#### [TO BE DONE]
**1)** Decide whether each statement below agrees with the post about C++ casts. Give yes or no for each, along with the deciding words from the post quoted exactly.
(a) The writer states that reinterpret_cast gives the int pointer the address of keyStr[29].
(b) The writer is concerned about portability for this program.
(c) The writer claims that int and int* declarations produce different assembly instructions.
**2)** Answer these questions using the post about C++ casts.
(a) Which two tags did the writer put on the question?
(b) What memory address does the writer give as an example in the P.S.?
(c) Which casting method comes last in the writer's list?
**3)** Carry the post about C++ casts further, picking up after its final sentence.

#### [PASSAGE TO READ]
* BEGIN *
I wonder what's the difference between the two casting methods. Also if you could specify ( with examples ) difference between static_cast, dynamic_cast, and other types of casting you know ( i.e. while staying as low level and as close to assembly language as possible ).

static_cast
dynamic_cast
const_cast
reinterpret_cast
C-style cast (type)value
Function-style cast type(value)

Thanks.

Please read the P.S. I know from the example above that reinterpret_cast assigns to the int pointer the address of keyStr[29] In assembly that would translate into:

lea eax, [keyStr+1D]
mov [reCast], eax

So in other words reinterpret_cast, in a low level prospective, is not dangerous at all as it does not modify the original data.

I wanted to know how the other casting methods behave in a low level way. So, for example, an object, in a low level way, is just a variable which holds an address. And the type if that object is how the compiler then interprets that address and how it offsets it.( this is exactly what I'm not interested in, in assembly, i could care less if that variable holds a value, a pointer or an object ( i.e. another pointer ) ). Another thing that could be just the same, is the difference between int and int* or unsigned int and int; all 4 declarations generate the same assembly instruction. ( push value ) or (sub esp-(length of int) && mov esp, value) I hope this clarifies the question and why I tagged it "low-level-code" and "assembly"

P.S. In this program I'm trying to create I don't care for non portability or other high level stuff. I'm trying to be as low level as possible and as close to assembly language as possible. That means that, for this program, memory is just memory ( i.e. 0 and 1 bits ) and types are not important ( e.g. I don't care if mem address: 0x123 is an "int" type or "float" type, it's just "data")
* END *
#### [MATERIAL]
* BEGIN *
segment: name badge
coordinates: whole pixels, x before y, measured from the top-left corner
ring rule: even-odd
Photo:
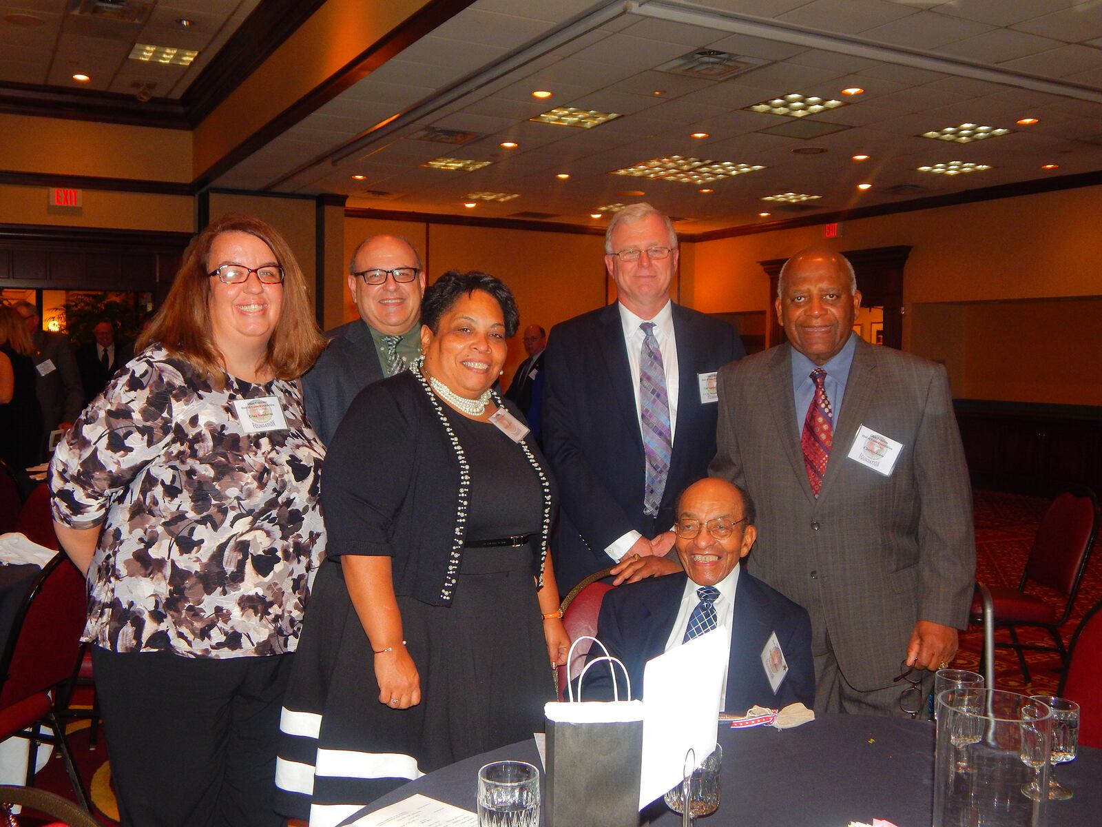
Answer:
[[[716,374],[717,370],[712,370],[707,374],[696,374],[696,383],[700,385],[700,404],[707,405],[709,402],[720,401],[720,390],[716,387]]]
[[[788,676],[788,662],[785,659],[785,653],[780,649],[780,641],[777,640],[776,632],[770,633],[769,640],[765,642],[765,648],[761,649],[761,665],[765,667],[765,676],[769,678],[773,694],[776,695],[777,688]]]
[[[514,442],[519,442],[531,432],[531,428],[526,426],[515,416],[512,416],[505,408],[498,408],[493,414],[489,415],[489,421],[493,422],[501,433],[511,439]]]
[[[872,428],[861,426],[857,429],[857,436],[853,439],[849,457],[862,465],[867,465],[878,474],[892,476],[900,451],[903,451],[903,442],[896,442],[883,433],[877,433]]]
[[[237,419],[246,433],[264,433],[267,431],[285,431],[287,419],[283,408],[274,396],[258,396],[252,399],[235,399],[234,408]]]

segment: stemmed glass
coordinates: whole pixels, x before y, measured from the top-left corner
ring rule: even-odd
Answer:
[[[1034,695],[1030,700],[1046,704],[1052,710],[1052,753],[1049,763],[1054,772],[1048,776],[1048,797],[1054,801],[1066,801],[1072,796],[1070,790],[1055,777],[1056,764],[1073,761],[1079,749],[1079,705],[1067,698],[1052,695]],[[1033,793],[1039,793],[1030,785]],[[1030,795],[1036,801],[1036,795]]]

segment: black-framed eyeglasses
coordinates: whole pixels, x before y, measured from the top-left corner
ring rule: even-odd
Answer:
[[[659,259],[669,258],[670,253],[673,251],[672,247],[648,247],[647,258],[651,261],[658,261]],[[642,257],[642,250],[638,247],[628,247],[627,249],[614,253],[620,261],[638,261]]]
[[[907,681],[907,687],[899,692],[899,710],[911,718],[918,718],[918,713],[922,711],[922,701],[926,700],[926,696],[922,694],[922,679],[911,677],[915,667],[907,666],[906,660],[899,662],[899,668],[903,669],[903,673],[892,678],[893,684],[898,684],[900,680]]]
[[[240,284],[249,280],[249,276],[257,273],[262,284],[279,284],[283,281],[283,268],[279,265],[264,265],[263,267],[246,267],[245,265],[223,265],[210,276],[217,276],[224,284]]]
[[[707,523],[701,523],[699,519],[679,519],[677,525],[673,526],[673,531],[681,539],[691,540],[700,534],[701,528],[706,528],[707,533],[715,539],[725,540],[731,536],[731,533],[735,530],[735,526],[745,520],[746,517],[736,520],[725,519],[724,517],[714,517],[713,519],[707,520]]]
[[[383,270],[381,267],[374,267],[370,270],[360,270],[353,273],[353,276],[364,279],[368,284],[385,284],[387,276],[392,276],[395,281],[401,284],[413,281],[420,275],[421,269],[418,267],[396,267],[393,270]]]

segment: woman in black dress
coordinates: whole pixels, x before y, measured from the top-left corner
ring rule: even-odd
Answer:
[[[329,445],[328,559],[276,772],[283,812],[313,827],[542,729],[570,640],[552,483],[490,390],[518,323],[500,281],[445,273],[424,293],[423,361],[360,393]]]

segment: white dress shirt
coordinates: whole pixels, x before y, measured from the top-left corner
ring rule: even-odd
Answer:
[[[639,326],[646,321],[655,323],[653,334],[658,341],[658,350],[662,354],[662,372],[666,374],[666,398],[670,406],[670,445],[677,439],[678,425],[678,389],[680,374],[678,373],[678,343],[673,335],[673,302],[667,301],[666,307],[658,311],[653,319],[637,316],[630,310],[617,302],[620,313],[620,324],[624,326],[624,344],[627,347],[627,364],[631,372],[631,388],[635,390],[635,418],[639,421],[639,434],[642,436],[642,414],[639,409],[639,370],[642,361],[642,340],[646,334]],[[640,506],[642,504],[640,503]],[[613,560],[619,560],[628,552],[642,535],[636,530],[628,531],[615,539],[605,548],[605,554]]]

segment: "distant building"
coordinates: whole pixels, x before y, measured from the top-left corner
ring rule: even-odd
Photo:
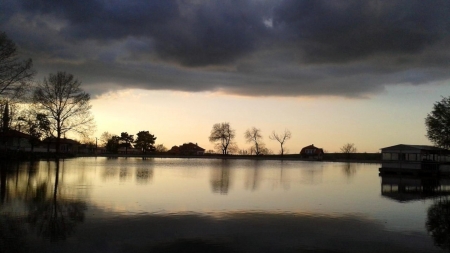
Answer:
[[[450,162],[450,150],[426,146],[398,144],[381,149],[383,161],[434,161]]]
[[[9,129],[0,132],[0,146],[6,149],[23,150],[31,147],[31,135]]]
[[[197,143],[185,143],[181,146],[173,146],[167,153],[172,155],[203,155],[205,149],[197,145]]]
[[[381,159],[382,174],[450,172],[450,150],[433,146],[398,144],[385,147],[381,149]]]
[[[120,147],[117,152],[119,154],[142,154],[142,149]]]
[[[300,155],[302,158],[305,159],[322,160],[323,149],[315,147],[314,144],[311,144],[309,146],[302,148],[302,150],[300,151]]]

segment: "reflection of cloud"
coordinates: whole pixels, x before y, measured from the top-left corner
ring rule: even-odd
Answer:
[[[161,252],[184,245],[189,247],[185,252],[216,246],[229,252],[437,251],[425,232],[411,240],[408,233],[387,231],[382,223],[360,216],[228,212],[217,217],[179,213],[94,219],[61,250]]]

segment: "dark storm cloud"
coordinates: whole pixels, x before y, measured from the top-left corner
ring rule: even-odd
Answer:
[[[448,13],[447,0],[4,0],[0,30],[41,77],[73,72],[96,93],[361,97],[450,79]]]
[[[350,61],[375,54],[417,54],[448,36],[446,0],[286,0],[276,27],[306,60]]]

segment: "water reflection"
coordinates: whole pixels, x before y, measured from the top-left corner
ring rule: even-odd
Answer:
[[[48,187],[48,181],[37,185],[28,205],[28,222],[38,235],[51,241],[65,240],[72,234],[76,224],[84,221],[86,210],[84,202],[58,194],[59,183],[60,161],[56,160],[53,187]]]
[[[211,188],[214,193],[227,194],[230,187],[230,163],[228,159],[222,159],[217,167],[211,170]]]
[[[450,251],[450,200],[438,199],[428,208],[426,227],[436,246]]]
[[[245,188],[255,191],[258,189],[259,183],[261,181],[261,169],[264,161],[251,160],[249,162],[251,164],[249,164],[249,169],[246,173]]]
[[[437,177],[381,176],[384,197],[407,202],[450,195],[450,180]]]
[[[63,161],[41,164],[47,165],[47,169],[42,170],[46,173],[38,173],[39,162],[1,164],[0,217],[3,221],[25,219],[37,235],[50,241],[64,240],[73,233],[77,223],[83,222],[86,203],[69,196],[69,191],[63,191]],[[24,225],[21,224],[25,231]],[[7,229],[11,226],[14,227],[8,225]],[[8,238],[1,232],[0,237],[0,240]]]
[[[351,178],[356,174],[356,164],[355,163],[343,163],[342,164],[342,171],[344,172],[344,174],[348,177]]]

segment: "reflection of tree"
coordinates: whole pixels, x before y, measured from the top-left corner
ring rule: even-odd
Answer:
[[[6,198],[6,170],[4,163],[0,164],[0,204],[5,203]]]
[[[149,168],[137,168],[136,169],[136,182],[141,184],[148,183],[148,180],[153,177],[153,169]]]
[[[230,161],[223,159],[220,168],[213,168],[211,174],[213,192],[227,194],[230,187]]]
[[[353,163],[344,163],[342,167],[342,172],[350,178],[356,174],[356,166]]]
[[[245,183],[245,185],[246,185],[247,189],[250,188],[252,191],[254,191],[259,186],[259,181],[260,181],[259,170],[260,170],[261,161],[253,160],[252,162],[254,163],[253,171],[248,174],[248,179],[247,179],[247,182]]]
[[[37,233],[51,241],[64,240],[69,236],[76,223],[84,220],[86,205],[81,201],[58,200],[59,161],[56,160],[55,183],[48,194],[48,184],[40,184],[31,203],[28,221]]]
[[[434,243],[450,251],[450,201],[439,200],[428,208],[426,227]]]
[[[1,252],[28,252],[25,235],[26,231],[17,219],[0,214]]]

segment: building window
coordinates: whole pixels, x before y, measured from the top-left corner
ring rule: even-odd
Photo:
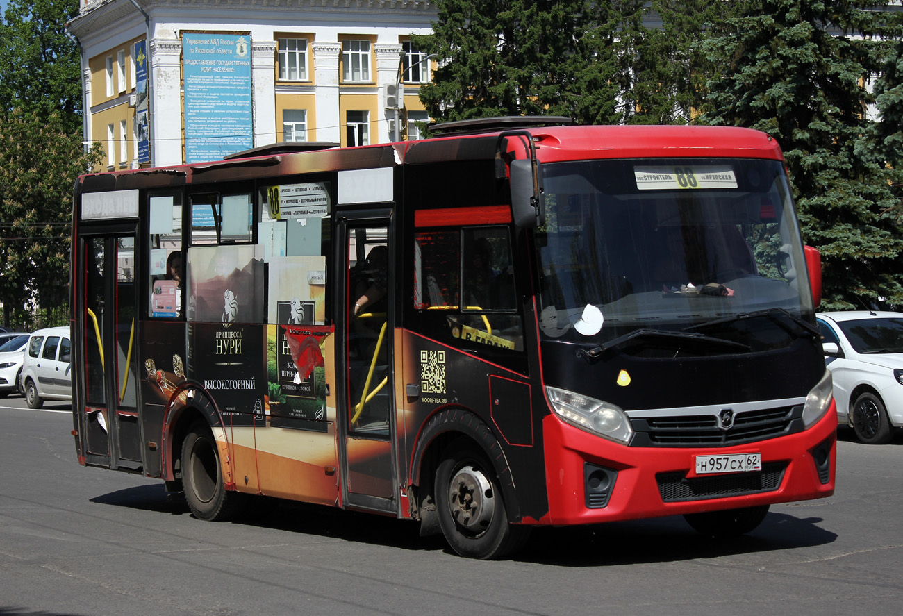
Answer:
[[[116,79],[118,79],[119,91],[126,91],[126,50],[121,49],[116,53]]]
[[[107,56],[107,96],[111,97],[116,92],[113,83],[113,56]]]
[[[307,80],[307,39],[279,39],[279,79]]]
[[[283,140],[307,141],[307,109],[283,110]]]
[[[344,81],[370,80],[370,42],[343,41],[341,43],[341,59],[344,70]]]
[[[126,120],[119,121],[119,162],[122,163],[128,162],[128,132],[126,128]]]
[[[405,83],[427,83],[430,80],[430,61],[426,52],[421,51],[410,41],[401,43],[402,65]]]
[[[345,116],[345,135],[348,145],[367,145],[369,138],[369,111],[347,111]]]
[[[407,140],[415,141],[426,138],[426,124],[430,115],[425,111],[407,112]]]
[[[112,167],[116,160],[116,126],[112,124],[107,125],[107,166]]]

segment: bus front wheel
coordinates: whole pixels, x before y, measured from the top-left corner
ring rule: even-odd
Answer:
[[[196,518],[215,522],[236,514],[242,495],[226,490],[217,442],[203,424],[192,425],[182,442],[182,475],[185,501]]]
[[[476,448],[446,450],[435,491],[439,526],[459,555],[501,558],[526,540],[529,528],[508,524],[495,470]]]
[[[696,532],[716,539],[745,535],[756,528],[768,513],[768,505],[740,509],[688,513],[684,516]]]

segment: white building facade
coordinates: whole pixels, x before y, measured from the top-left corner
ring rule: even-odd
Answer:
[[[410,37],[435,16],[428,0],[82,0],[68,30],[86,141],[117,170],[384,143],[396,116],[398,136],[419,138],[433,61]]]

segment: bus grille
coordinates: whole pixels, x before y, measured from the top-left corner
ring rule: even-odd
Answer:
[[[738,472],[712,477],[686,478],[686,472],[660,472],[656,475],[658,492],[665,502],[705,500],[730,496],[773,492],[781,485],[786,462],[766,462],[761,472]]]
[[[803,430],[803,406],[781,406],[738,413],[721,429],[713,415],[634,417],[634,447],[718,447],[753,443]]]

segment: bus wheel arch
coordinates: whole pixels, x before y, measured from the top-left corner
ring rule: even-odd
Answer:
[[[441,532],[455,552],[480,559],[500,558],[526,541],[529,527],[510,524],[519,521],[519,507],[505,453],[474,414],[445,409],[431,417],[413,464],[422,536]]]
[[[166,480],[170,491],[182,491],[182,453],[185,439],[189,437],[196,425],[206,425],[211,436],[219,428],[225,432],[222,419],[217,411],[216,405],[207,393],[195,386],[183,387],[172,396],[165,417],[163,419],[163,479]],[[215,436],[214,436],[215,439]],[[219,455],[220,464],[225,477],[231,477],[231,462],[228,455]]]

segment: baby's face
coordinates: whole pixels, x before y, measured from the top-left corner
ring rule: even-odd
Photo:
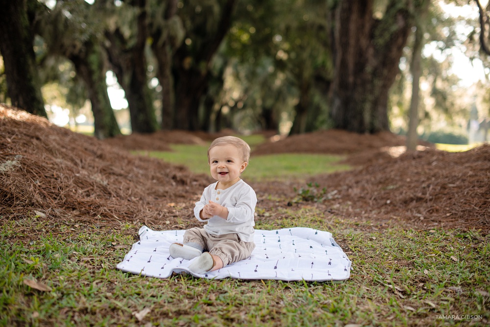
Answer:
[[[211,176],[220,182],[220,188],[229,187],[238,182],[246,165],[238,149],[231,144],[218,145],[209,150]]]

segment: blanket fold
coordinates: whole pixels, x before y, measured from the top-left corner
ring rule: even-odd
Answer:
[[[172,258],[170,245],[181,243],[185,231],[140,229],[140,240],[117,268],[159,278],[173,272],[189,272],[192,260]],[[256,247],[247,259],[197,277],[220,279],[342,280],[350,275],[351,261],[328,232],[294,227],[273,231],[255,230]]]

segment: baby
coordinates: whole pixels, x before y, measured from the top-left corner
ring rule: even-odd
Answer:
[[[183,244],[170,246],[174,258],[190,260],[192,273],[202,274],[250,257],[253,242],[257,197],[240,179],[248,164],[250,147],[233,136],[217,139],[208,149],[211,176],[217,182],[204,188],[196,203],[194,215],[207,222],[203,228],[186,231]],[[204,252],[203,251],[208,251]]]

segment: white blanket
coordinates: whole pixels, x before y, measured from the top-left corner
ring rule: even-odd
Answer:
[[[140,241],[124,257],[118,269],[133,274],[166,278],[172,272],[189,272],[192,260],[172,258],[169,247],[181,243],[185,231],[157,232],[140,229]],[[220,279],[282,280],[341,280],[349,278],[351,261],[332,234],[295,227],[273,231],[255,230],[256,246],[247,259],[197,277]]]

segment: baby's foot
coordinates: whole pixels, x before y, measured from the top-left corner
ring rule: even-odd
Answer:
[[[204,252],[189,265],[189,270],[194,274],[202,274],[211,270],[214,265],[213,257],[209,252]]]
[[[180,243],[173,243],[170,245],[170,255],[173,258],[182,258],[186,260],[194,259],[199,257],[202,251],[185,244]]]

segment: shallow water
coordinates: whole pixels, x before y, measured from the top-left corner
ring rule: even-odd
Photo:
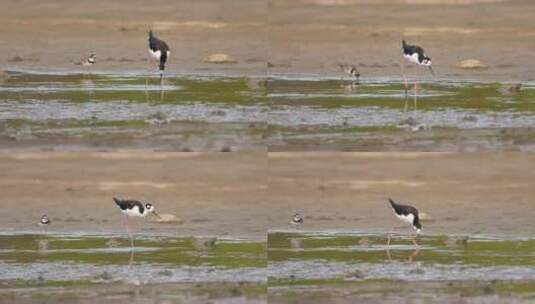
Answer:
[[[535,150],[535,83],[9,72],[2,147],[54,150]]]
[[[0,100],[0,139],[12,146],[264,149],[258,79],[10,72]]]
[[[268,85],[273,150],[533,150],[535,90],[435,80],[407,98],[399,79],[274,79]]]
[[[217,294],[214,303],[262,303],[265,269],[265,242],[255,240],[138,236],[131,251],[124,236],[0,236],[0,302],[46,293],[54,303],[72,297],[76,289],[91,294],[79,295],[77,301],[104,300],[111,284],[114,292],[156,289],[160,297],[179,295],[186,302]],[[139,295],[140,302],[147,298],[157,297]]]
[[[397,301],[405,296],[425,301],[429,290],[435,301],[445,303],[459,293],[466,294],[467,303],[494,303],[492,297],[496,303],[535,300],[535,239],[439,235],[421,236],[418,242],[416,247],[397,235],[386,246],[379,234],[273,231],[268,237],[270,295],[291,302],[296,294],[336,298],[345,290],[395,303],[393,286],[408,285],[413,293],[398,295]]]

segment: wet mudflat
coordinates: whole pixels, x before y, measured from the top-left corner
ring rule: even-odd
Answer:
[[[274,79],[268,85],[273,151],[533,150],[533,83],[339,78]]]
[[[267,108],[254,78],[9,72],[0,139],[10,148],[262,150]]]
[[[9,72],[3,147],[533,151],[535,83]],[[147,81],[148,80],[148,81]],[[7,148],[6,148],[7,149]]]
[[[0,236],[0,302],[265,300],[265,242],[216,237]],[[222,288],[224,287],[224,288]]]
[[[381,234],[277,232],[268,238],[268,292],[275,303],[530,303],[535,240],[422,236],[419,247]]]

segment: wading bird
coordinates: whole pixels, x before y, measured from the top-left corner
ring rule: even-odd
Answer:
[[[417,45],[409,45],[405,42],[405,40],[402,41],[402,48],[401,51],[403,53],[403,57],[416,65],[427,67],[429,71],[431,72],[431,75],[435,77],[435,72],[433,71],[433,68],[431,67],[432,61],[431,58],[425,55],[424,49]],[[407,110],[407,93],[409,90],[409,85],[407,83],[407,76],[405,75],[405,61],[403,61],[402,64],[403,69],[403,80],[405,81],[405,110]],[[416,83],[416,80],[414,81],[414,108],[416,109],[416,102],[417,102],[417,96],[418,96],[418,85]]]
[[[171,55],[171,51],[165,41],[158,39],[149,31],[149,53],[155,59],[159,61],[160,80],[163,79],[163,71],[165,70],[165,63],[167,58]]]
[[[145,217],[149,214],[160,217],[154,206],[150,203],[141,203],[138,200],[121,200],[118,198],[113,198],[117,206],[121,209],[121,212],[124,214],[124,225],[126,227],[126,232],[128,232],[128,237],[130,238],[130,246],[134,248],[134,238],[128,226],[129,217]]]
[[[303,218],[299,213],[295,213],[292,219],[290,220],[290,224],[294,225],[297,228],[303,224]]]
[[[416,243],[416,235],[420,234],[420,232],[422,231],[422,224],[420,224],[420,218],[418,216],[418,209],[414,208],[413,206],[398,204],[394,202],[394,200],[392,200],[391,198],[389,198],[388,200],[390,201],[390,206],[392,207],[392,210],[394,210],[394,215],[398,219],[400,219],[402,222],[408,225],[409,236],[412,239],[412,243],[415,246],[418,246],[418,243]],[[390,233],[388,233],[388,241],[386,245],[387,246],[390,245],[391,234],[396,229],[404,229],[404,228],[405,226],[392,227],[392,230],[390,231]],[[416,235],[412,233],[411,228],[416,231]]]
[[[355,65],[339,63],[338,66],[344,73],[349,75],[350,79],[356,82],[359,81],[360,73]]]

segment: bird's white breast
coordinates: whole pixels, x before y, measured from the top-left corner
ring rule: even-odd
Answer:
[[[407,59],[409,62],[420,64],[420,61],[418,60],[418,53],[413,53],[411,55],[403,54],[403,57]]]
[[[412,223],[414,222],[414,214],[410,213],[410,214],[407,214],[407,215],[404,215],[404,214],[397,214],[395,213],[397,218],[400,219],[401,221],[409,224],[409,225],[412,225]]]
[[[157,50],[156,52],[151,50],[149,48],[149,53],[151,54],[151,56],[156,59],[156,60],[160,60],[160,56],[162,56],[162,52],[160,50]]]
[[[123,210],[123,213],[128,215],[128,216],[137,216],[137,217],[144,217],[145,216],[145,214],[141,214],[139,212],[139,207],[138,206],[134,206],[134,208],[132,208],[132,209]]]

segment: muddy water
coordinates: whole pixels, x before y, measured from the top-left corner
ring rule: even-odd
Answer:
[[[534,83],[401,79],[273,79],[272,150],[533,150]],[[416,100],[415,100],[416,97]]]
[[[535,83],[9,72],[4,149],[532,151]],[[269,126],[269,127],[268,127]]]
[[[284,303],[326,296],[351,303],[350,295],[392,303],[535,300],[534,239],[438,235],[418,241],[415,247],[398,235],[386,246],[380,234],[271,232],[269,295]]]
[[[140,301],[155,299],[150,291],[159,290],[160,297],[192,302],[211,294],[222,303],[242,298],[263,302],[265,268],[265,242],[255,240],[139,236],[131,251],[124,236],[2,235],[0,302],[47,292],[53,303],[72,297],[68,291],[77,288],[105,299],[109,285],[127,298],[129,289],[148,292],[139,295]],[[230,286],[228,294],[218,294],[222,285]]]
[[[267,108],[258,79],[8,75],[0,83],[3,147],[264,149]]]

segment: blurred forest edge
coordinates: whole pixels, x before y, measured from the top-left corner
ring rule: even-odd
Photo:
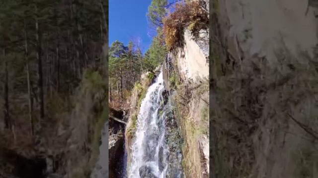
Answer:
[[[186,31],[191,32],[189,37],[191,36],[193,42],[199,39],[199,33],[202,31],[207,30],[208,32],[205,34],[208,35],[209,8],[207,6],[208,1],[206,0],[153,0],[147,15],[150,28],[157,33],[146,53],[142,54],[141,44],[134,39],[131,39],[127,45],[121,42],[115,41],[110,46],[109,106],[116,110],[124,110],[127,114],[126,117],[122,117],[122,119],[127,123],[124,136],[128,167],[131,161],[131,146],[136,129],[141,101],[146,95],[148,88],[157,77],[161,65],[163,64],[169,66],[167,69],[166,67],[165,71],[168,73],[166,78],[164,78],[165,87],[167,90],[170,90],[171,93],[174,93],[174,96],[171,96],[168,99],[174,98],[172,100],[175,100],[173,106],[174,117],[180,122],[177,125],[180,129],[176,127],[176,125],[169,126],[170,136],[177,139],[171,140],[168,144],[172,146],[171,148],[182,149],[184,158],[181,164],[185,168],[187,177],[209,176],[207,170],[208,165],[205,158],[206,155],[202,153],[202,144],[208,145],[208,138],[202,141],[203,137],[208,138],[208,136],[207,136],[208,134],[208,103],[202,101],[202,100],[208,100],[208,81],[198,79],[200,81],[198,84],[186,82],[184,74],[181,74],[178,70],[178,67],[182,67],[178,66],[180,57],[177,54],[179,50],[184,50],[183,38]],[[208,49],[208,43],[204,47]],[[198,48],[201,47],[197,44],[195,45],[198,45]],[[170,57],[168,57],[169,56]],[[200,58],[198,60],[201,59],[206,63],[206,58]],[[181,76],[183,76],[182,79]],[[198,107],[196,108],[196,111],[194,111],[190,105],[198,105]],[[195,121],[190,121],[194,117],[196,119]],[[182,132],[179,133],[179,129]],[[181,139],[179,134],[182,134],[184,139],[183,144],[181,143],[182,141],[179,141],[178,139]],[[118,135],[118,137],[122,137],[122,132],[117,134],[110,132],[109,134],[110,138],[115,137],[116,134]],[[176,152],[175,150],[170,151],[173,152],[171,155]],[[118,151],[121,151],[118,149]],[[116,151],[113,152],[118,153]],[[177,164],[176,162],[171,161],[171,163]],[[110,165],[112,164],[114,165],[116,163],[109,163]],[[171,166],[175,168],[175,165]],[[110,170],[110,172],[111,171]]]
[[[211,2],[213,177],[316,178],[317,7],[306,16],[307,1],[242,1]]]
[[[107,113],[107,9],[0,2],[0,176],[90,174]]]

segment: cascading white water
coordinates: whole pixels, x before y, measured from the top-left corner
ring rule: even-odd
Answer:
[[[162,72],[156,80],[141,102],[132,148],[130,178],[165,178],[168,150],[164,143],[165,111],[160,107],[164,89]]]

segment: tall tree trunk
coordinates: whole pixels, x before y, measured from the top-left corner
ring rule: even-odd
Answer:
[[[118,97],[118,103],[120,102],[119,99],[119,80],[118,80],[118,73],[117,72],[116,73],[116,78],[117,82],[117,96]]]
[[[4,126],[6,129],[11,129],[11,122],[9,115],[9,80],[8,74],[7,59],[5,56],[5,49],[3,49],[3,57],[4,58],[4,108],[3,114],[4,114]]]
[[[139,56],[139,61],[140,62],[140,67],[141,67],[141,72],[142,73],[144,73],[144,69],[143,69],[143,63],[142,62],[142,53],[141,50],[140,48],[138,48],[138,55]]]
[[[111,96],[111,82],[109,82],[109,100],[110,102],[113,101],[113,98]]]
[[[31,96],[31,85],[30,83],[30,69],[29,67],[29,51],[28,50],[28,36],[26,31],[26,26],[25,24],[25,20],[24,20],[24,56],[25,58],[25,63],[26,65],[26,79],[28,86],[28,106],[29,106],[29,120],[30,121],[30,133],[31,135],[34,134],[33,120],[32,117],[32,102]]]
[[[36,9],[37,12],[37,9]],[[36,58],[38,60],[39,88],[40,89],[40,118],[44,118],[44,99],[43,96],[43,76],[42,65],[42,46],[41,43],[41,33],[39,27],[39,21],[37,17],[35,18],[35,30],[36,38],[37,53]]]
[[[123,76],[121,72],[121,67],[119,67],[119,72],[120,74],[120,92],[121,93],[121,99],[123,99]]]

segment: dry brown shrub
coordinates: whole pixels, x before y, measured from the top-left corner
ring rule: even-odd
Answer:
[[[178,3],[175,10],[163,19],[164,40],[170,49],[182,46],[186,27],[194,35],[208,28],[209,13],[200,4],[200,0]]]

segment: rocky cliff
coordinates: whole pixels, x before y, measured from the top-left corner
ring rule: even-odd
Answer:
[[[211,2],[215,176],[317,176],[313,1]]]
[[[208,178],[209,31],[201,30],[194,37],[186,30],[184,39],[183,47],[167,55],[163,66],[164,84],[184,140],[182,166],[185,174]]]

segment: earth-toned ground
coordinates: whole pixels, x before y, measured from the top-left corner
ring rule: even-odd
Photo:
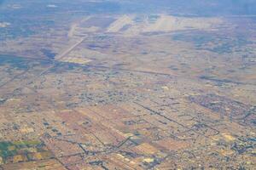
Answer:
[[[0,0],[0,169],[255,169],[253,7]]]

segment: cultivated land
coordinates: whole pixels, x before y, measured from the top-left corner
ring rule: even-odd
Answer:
* END *
#### [ANSWER LIST]
**1)**
(a) Yes: "reinterpret_cast assigns to the int pointer the address of keyStr[29]"
(b) No: "I don't care for non portability or other high level stuff"
(c) No: "all 4 declarations generate the same assembly instruction"

**2)**
(a) "low-level-code" and "assembly"
(b) 0x123
(c) Function-style cast type(value)

**3)**
4

There are 4 answers

0
aschepler On BEST ANSWER

reinterpret_cast and const_cast are ways of getting around the C++ type system. As you noted for reinterpret_cast, this usually translates to little or no assembly code.

static_cast mostly respects the C++ type system. It could convert a number from one type to another, or call a constructor, or call a conversion function. Or for a derived-to-base conversion, it might involve adding byte offsets and/or lookups into a vtable. static_cast can also bend the type system's rules by "downcasting" a pointer or reference from a non-virtual base type to a derived type, possibly subtracting a byte offset.

And then there are pointers-to-member. They're probably beside the point here, but static_cast does things to them more or less analogous to class pointer conversions.

dynamic_cast respects the C++ type system even more strictly. In its useful form, it checks at runtime whether or not a pointer/reference actually points/refers to an object of the specified type. It typically calls a magic library function under the covers.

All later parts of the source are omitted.